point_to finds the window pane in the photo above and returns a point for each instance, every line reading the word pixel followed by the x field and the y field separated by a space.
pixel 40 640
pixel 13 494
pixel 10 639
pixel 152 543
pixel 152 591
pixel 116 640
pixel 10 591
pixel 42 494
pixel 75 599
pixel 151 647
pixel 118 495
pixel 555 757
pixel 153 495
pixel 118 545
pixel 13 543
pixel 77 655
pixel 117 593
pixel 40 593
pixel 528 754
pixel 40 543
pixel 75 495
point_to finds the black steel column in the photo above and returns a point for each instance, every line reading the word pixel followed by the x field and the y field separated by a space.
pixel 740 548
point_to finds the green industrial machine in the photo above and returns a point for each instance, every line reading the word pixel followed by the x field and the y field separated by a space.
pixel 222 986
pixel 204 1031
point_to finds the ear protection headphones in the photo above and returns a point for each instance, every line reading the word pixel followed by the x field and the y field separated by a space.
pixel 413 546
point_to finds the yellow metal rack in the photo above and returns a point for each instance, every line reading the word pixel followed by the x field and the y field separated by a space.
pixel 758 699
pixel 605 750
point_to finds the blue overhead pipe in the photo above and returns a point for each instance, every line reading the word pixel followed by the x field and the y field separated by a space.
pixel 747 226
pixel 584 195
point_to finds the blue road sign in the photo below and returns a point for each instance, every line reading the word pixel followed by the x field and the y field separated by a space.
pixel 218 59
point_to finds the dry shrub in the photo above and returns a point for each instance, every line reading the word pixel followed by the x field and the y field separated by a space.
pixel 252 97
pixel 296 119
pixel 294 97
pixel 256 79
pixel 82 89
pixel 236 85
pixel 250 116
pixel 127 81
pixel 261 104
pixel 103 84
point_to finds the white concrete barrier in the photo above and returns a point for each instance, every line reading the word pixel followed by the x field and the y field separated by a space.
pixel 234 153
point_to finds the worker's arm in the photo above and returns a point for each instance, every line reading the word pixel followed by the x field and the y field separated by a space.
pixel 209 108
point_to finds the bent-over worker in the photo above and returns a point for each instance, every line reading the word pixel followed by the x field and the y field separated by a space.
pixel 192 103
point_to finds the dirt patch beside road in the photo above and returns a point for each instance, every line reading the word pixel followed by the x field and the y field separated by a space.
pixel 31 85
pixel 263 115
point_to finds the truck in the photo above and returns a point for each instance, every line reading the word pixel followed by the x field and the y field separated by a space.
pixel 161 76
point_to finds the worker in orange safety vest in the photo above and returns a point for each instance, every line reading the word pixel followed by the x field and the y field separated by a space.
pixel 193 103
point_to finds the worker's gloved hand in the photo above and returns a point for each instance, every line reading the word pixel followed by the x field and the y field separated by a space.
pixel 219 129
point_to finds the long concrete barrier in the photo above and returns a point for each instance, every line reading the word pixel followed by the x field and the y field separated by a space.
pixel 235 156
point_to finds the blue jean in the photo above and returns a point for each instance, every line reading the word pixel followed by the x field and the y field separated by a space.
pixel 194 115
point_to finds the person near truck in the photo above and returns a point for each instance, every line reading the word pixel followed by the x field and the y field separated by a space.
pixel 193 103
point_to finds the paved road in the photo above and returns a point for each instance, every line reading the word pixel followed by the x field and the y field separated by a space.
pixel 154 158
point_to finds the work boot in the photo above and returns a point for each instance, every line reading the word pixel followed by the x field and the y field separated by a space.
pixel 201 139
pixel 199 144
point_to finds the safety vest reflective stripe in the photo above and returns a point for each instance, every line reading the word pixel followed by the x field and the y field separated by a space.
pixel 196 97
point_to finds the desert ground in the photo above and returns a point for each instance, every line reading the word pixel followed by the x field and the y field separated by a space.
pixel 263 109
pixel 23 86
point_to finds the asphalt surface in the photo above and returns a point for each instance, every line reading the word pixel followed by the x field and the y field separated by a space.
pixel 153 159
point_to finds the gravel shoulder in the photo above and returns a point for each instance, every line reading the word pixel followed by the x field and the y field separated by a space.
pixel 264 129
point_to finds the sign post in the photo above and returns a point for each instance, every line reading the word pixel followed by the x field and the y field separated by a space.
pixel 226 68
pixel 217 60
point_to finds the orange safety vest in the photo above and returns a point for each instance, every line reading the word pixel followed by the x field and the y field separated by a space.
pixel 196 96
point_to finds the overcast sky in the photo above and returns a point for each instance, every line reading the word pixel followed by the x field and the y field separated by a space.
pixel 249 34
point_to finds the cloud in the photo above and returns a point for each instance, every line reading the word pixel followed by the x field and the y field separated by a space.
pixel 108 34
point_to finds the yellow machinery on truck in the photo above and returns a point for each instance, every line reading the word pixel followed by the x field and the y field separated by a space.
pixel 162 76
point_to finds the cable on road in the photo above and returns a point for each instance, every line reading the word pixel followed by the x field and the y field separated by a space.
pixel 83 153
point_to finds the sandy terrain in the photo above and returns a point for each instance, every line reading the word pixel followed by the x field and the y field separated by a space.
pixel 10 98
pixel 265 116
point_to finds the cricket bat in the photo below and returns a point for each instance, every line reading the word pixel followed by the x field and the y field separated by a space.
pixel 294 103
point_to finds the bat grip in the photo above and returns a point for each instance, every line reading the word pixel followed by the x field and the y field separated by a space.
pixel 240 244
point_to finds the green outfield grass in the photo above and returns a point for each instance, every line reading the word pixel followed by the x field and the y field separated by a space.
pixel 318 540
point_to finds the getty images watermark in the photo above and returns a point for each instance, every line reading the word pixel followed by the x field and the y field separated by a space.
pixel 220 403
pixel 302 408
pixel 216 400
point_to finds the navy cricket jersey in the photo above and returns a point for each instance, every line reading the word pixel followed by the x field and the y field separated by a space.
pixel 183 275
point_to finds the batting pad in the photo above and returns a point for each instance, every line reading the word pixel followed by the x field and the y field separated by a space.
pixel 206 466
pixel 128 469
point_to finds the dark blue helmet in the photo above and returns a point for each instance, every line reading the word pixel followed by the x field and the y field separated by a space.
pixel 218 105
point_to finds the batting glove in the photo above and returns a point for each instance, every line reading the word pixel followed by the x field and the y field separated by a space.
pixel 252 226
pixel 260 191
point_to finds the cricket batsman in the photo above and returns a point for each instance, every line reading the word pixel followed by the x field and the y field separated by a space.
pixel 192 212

> _TASK INSTRUCTIONS_
Edit all of the material so that every "point_to" becomes "locate_all", and leave everything else unchanged.

> _EXERCISE RESULT_
locate_all finds the window pane in the photo above and returns a point for each instance, every line reading the word pixel followed by the x field and the y field separated by a space.
pixel 40 640
pixel 13 494
pixel 10 639
pixel 152 543
pixel 152 591
pixel 116 640
pixel 10 591
pixel 42 494
pixel 75 599
pixel 151 647
pixel 118 495
pixel 555 757
pixel 153 495
pixel 118 545
pixel 13 543
pixel 77 655
pixel 117 593
pixel 40 593
pixel 528 754
pixel 40 543
pixel 75 495
locate_all finds the black steel column in the photo above and returns a point for each instance, every line reading the word pixel followed by the x field and the y field separated by a space.
pixel 740 548
locate_all finds the green industrial machine in the photo above and returns a point for each instance, every line reading the word pixel followed by the x field and the y field separated by a space.
pixel 222 986
pixel 204 1031
locate_all finds the ear protection headphones in the photo above and returns a point for each instance, every line reading the word pixel followed by the x field and the y field separated by a space.
pixel 413 546
locate_all finds the yellow metal rack in the photo above and returns a point for each instance, every line reading the word pixel followed by the x field and the y field separated by a space.
pixel 758 699
pixel 605 750
locate_all finds the blue overhead pipe in the photo above and returns a point for each instance, every line reading the word pixel followed by the x field and the y field separated by a space.
pixel 747 226
pixel 584 195
locate_all finds the blue road sign in the photo below and returns a point for each instance, every line reading the word pixel followed by the x field and the y field separated by a space.
pixel 218 59
locate_all finds the dry shrub in the photo above and returns a point for each instance, every line reading the word pixel followed by the x field and the y field separated by a space.
pixel 252 97
pixel 296 119
pixel 294 97
pixel 256 79
pixel 82 89
pixel 236 85
pixel 250 116
pixel 127 81
pixel 261 104
pixel 103 84
locate_all finds the white concrete barrier in the photo above and returns a point for each instance, every line reading the word pixel followed by the x field and the y field separated by a space.
pixel 234 153
locate_all finds the worker's arm in the photo above and returns a point for each instance, every line reading the word pixel followed by the x field and the y field separated by a space.
pixel 209 108
locate_all finds the bent-over worker in the photo above and returns a point for each instance, every line reading the word pixel followed by the x field and the y field separated by a space.
pixel 192 103
locate_all finds the dirt patch beside road in the photo above and returns a point for each instance, every line reading the word pixel followed by the x field and the y field separated by a space.
pixel 31 85
pixel 263 115
locate_all finds the truck in the photo above and returns a point for each instance, every line reading the word pixel followed by the x field and the y field separated by a space.
pixel 161 76
locate_all finds the worker in orange safety vest in the photo above and returns a point for each instance, every line reading the word pixel followed by the x field and the y field separated by a space.
pixel 193 103
locate_all finds the worker's gloved hand in the photo above and returns a point for each instance, every line reading the word pixel followed by the x field and the y field separated by a space.
pixel 219 129
locate_all finds the long concrete barrier in the photo above and returns a point for each instance, every line reading the word pixel followed by the x field and the y field separated by a space.
pixel 235 156
locate_all finds the blue jean in the photo above and returns a point for each instance, every line reading the word pixel followed by the x field and the y field separated by a space.
pixel 194 115
locate_all finds the person near truck in the photo above and returns a point for each instance, every line reading the word pixel followed by the x field and the y field separated by a space.
pixel 193 103
locate_all finds the paved road in the photo above and returns a point for each instance, every line reading the word pixel followed by the x field and the y field separated by a space.
pixel 154 158
locate_all finds the work boot in the photo above and returns a point for each instance, every line reading the word pixel followed by the x field and the y field separated by a space.
pixel 201 139
pixel 199 144
locate_all finds the safety vest reflective stripe in the photo above and returns a point for each instance, every line reading the word pixel followed by the x field and the y field separated by a space.
pixel 196 97
locate_all finds the desert ground in the photo above and returns a point for each instance, every line reading the word pixel followed by the x field and the y field separated by a space.
pixel 263 109
pixel 23 86
locate_all finds the asphalt surface in the photo above and returns a point for each instance, every line reading the word pixel followed by the x field and the y field separated by a space.
pixel 153 159
locate_all finds the gravel shoulder in the photo above and returns a point for each instance, every line reading the word pixel followed by the x field and the y field separated by a space.
pixel 264 129
locate_all finds the sign post in the photo above and returns a point for each instance, every line reading the word pixel followed by the x field and the y field separated by a space.
pixel 226 68
pixel 217 60
locate_all finds the orange safety vest in the photo above and returns a point for each instance, every line reading the word pixel followed by the x field and the y field separated by a space.
pixel 196 96
locate_all finds the overcast sky in the photo above and returns a point for each instance, every line reading the word pixel followed by the x field and the y field separated by a space.
pixel 249 34
locate_all finds the cloud in the photo above and returns a point for each instance, every line reading the word pixel followed by the x field and the y field separated by a space.
pixel 108 34
locate_all finds the yellow machinery on truck in the photo above and returns a point for each instance, every line reading the word pixel followed by the x field and the y field separated by a space.
pixel 162 76
locate_all finds the cable on road in the photo above and returns a point for each instance, every line reading the word pixel followed by the x field and the y field separated by a space.
pixel 83 153
locate_all finds the sandy terrain in the photo above and returns a point for each instance, every line reading the word pixel followed by the x field and the y field separated by a space.
pixel 10 98
pixel 265 116
locate_all finds the cricket bat in the photo below and returns a point for each instance, every line reading the word pixel followed by the x field and the y field separated by a space.
pixel 294 103
locate_all finds the bat grip in the photo above and returns a point for each instance, every line reading the word pixel followed by the x field and the y field separated by a space.
pixel 240 244
locate_all finds the green outfield grass in the photo above and returns a point for each instance, every line reading the word pixel followed by the x field and the y field separated by a space.
pixel 318 540
locate_all finds the getty images watermark in the photo above and returns a point for each instance, every line reading the word pixel followed by the x field and the y field separated by a space.
pixel 220 403
pixel 302 408
pixel 216 400
locate_all finds the navy cricket jersey in the photo above and returns a point for each instance, every line reading the word pixel followed by the x field and the y field separated by a space.
pixel 183 275
locate_all finds the batting pad in the photo above and returns a point for each instance, every line reading the word pixel followed by the x field and the y field separated by a space.
pixel 206 466
pixel 128 469
locate_all finds the dark blue helmet in the photo above and returns a point for each instance, every line reading the word pixel followed by the x field and the y field separated by a space.
pixel 218 105
locate_all finds the batting glove in the photo above and returns a point for each instance, every line reading the word pixel followed by the x field and the y field separated by a space.
pixel 252 226
pixel 260 191
locate_all finds the cricket batsman in the photo above and returns a point for each instance, every line reading the word pixel followed by the x field and the y field separated by a space.
pixel 192 212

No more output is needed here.